[Dataset entries]
= Beginning of Section =
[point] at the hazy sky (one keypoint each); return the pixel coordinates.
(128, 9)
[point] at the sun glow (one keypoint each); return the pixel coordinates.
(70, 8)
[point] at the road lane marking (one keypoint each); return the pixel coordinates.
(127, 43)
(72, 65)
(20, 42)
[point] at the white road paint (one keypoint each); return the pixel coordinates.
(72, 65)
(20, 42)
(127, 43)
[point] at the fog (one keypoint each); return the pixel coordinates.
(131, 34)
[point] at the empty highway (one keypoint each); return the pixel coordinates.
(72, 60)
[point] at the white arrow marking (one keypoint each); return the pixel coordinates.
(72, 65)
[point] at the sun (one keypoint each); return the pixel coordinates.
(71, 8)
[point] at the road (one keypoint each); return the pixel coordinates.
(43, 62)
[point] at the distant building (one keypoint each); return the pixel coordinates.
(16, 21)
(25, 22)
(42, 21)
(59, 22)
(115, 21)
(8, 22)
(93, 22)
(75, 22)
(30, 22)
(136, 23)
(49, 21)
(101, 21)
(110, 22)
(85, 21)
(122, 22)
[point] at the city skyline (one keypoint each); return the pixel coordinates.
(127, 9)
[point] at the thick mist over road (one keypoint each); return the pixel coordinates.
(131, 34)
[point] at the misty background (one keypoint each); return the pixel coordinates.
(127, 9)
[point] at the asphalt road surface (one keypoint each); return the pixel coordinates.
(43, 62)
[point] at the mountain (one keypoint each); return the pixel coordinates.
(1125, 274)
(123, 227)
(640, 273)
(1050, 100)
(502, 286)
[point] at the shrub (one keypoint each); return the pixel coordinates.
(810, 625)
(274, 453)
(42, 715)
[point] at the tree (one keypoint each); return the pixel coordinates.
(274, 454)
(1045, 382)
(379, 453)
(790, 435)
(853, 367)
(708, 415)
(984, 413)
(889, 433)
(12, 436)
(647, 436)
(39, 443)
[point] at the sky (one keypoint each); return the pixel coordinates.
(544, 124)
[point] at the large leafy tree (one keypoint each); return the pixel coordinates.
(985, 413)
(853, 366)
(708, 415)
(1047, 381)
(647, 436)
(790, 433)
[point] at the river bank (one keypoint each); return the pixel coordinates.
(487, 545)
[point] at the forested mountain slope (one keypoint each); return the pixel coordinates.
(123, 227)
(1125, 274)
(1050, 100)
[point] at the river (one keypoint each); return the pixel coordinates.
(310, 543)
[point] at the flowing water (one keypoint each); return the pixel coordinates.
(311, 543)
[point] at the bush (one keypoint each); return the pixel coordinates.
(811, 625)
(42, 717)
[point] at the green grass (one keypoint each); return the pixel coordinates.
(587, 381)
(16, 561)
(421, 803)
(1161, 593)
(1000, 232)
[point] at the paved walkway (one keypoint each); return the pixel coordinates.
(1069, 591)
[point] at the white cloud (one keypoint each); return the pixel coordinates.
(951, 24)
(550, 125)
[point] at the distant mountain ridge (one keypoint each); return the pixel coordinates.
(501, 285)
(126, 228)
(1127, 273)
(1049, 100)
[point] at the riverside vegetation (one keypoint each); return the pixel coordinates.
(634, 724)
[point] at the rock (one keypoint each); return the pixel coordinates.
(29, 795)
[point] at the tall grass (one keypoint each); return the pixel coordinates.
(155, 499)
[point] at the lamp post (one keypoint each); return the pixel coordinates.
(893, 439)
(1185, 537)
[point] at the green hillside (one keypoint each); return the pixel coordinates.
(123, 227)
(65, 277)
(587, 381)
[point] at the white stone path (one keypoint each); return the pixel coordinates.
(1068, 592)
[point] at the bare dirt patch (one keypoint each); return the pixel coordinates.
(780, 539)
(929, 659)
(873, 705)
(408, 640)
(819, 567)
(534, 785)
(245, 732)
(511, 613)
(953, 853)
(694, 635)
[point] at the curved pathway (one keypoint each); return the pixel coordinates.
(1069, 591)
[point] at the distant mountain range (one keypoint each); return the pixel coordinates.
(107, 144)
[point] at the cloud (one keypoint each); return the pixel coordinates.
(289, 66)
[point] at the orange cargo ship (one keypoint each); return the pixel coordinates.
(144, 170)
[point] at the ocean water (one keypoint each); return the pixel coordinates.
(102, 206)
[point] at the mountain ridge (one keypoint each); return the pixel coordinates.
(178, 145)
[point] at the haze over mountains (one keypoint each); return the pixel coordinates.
= End of Section =
= Beginning of Section =
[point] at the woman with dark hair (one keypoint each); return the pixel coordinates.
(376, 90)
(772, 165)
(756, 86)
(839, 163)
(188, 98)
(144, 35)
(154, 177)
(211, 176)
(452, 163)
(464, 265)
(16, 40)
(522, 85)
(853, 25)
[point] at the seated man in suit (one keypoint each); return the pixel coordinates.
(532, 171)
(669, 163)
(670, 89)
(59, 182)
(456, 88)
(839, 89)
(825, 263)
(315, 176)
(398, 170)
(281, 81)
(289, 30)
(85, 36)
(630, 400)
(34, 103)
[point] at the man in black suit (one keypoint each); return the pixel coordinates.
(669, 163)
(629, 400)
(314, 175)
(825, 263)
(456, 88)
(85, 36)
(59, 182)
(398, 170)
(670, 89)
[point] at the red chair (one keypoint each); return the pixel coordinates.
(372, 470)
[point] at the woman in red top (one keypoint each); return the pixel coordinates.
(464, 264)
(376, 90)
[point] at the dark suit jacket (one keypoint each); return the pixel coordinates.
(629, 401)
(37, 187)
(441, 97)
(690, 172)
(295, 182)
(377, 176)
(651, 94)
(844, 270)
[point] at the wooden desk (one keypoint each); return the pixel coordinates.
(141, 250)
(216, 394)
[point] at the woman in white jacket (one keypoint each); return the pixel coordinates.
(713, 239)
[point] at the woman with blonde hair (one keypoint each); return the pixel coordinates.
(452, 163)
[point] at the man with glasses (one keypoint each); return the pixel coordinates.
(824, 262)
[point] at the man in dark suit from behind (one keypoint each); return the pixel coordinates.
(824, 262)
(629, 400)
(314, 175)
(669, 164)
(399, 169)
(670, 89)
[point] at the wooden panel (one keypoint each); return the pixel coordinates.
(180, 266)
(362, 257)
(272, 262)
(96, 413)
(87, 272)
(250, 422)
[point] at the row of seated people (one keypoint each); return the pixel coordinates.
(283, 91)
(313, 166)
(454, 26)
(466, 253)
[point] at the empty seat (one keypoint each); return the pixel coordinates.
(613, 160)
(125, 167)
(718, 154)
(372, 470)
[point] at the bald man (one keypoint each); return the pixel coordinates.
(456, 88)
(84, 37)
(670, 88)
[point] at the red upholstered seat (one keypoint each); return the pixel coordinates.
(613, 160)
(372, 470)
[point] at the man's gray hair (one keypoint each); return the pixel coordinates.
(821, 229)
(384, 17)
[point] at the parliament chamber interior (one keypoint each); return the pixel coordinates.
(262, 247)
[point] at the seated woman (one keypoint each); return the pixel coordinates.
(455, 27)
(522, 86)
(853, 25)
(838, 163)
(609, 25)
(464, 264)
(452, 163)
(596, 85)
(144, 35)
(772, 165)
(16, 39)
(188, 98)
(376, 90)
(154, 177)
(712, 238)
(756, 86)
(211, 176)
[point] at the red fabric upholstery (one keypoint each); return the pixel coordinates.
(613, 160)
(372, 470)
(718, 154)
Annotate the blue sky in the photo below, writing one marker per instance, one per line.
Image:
= End of Section =
[Work instruction] Only the lines above from the line containing "[point] at the distant mountain range" through the line containing "[point] at the haze" should be retyped, exactly and with both ends included.

[Your solution]
[point] at the distant mountain range (one keypoint each); return the pixel coordinates.
(107, 144)
[point] at the cloud (one keypoint each); return the pixel coordinates.
(289, 66)
[point] at the orange cargo ship (one keypoint each); return the pixel coordinates.
(144, 170)
[point] at the ocean water (one keypoint each); return the pixel coordinates.
(102, 206)
[point] at the mountain ridge (one keypoint each); return the pixel coordinates.
(178, 145)
[point] at the haze over mountains (one keypoint each); return the pixel coordinates.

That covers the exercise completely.